### Actions to take
A. Write out the passage of the treatment options summary between "- Humanistic—Also known" and "and support treatment.", inclusive.
B. In the treatment options summary, what other names are given for humanistic therapy?

[[ Extracted text open ]]

Treatment Options: A Brief Summary
Many mental health conditions can be effectively treated with one or a combination of the therapies listed below.
Psychotherapy, known as talk therapy, is a learning process in which mental health professionals help individuals who have mental health disorders through the exchange of verbal communication. Some types of psychotherapy are:
- Psychodynamic—The role of the past in shaping the present is emphasized to try to understand a person’s behavior (how people come to act and feel as they do, including the influences of which people are not aware).
- Behavioral—This type of therapy focuses on the patient's current behavior patterns rather than on early behavior patterns.
- Cognitive behavioral therapy—This is a blend of behavioral therapy and cognitive therapy. It focuses on changing a person's thinking and actions so that they are more adaptive and healthy.
- Humanistic—Also known as existential, experiential, or Gestalt therapy, humanistic therapy focuses on the immediate experience of the client.
Advances in Technology
The explosive growth of cell phone, tablets, and apps that support them have helped healthcare providers connect with their patients. Technology cannot replace face-to-face contact, but it can be used to enhance and support treatment.
Mobile support can be convenient, anonymous, and provide someone with 24-hour help. However, there are drawbacks. It is not clear how effective apps are in helping people. Others may be concerned about the lack of privacy.
As technology changes and treatment methods follow suit, it is important to think about the best ways you and your doctor can work together. Under the right circumstances, your cell phone or tablet can help you better manage your illness as stressful situations arise.

[[ Extracted text closed ]]
[[ Material provided open ]]

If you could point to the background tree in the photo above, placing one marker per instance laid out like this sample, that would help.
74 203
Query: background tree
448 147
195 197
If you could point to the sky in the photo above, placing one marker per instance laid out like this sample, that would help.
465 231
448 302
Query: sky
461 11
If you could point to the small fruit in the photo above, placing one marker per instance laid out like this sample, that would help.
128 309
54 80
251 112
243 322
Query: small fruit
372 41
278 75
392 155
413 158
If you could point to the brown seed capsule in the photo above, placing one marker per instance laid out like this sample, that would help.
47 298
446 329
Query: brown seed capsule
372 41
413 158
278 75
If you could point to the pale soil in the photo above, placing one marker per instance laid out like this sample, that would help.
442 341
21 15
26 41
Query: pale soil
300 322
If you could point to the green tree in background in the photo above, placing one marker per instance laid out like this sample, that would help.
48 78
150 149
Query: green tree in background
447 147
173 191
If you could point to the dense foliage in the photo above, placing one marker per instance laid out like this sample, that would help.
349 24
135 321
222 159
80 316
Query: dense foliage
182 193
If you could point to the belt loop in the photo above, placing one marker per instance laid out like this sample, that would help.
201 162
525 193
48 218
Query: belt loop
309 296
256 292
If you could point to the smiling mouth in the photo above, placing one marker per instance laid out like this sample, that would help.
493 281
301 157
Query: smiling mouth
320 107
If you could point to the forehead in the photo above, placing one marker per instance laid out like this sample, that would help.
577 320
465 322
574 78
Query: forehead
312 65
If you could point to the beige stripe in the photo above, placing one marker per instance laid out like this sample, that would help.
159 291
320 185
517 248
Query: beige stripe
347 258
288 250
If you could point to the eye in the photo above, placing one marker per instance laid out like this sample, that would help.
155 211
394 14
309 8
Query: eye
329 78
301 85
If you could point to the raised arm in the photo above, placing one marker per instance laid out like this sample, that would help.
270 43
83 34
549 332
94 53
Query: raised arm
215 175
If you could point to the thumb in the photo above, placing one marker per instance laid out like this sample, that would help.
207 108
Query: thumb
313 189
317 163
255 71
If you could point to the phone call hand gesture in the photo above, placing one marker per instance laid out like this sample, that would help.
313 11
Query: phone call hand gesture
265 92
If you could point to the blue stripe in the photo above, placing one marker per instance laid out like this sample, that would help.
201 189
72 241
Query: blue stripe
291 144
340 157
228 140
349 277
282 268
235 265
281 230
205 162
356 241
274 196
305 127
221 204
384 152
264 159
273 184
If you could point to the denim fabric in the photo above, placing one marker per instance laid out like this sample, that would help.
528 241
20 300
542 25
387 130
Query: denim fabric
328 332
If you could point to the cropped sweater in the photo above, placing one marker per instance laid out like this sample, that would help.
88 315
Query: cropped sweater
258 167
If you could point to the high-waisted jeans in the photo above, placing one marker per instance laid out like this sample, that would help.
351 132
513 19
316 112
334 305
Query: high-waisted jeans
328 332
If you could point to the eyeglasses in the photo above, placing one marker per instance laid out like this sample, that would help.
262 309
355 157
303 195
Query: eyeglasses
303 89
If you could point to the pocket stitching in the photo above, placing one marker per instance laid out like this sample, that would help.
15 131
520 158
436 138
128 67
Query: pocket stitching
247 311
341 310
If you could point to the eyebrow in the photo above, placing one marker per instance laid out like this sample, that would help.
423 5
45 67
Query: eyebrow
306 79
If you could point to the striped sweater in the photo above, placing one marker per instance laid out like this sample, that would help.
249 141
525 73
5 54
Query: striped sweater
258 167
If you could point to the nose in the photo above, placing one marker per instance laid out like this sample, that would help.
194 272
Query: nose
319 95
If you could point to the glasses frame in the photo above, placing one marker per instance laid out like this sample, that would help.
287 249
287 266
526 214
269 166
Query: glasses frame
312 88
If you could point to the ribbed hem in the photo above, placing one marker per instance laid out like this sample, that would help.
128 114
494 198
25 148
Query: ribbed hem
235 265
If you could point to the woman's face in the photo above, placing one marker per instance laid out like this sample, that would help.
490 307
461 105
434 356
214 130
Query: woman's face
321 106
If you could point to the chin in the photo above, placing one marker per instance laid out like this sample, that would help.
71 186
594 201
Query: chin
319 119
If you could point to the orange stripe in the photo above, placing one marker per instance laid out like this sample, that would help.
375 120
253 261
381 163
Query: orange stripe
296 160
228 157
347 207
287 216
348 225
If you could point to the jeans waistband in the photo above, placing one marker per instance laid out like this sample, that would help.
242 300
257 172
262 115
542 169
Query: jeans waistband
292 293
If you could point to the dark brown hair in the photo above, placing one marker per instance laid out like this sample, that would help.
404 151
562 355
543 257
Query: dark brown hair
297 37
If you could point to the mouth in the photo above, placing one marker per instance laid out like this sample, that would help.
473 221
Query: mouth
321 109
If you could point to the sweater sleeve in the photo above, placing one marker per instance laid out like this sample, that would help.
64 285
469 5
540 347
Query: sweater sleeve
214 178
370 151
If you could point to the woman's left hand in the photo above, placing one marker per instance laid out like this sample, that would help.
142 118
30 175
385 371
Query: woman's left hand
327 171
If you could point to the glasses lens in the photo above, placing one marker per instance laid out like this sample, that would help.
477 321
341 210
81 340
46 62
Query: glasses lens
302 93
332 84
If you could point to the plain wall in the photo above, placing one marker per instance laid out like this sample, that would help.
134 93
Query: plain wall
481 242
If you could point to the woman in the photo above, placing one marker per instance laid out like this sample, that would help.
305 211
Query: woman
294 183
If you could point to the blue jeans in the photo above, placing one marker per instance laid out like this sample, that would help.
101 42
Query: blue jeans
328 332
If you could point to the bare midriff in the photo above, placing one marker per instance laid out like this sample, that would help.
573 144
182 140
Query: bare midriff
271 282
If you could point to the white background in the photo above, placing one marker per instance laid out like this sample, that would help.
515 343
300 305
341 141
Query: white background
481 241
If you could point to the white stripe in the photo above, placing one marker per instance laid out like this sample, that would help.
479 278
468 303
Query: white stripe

[[ Material provided closed ]]

### Answers to this exercise
A.
- Humanistic—Also known as existential, experiential, or Gestalt therapy, humanistic therapy focuses on the immediate experience of the client.
Advances in Technology
The explosive growth of cell phone, tablets, and apps that support them have helped healthcare providers connect with their patients. Technology cannot replace face-to-face contact, but it can be used to enhance and support treatment.

B. Existential, experiential, or Gestalt therapy.